Locate every row below that contains the string "rocky" and copy each of those rows in full. Treat uppercase and lowercase letters as distinct when matching.
== INPUT ==
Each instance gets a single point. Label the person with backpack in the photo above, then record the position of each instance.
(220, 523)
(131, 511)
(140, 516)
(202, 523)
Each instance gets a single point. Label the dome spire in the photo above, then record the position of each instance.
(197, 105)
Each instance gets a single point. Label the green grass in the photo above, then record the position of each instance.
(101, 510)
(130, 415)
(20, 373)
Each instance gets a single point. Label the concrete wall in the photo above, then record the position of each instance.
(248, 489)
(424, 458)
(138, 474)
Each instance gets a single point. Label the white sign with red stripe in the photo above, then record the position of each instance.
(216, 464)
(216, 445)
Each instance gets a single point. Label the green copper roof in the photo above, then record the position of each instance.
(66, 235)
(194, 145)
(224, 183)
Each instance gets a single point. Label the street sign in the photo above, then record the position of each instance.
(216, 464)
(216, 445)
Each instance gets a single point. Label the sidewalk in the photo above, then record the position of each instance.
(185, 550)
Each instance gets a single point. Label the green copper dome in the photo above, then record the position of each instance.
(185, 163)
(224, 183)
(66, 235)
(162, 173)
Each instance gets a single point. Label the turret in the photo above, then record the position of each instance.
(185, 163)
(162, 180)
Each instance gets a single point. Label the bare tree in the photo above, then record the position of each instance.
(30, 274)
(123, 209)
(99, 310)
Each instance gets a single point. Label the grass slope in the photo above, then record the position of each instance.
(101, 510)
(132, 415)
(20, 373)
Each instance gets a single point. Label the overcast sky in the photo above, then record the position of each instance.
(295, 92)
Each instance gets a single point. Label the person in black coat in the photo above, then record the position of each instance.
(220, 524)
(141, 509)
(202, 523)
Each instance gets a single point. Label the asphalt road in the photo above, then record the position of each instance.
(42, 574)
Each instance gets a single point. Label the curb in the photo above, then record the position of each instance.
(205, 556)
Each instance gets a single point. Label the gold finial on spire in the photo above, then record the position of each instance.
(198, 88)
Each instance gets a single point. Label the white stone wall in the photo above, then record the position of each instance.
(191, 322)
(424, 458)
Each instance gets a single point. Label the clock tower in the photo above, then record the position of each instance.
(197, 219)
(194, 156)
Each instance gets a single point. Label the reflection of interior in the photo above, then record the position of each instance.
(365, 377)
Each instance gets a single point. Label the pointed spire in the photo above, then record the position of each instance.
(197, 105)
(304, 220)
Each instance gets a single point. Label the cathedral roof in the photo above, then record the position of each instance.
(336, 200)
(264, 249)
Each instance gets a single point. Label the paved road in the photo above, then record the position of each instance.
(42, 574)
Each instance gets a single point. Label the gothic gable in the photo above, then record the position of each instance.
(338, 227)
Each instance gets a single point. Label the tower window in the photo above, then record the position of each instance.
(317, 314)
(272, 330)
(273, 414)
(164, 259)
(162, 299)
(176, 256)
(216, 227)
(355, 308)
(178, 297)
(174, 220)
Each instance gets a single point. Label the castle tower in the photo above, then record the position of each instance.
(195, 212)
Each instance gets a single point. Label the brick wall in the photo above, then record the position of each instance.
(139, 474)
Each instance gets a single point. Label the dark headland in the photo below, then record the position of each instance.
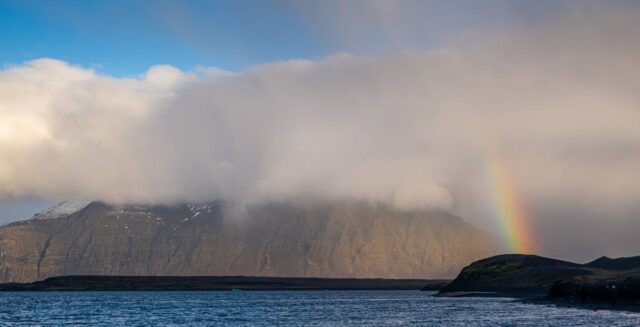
(212, 283)
(603, 281)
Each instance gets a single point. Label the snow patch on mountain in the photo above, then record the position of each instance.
(62, 209)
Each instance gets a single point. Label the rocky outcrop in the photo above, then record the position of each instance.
(602, 280)
(512, 275)
(347, 239)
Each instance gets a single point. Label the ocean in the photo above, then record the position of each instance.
(289, 308)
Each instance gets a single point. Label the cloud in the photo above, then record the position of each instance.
(558, 103)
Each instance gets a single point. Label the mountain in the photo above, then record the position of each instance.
(602, 280)
(339, 239)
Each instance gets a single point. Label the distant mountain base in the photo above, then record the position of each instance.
(603, 281)
(212, 283)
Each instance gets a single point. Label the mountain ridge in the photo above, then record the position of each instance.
(332, 240)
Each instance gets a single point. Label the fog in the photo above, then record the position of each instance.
(557, 104)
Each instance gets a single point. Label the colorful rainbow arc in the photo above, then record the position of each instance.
(509, 209)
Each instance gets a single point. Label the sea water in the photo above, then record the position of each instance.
(289, 308)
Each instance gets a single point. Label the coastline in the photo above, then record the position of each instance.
(217, 283)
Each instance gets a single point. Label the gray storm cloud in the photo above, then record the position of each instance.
(558, 104)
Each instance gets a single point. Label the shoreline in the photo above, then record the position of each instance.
(217, 283)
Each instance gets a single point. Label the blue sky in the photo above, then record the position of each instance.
(125, 38)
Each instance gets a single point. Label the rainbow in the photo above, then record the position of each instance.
(509, 209)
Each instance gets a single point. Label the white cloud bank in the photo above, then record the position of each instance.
(560, 104)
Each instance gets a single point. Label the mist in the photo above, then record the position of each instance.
(558, 104)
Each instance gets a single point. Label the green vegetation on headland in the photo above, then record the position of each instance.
(603, 281)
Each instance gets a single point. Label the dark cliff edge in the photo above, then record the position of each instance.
(212, 283)
(603, 281)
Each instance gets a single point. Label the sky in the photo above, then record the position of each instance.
(405, 102)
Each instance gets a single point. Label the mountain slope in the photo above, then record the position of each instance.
(347, 239)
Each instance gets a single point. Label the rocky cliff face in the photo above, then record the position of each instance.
(328, 240)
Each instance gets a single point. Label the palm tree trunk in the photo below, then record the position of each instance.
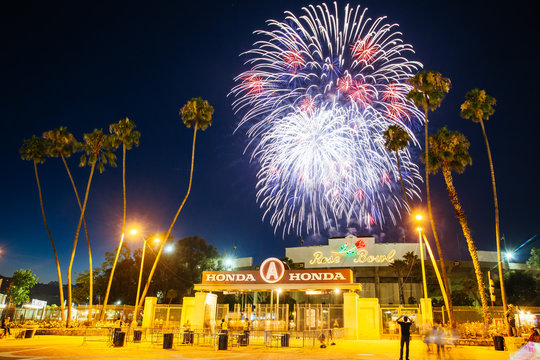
===
SOLUTION TO THIS PROBLEM:
Each instance gets a single point. Label the rocky outcrop in the photo above, then record the position of each instance.
Each instance gets a single point. Label the rocky cliff face in the photo above, then record the position of each instance.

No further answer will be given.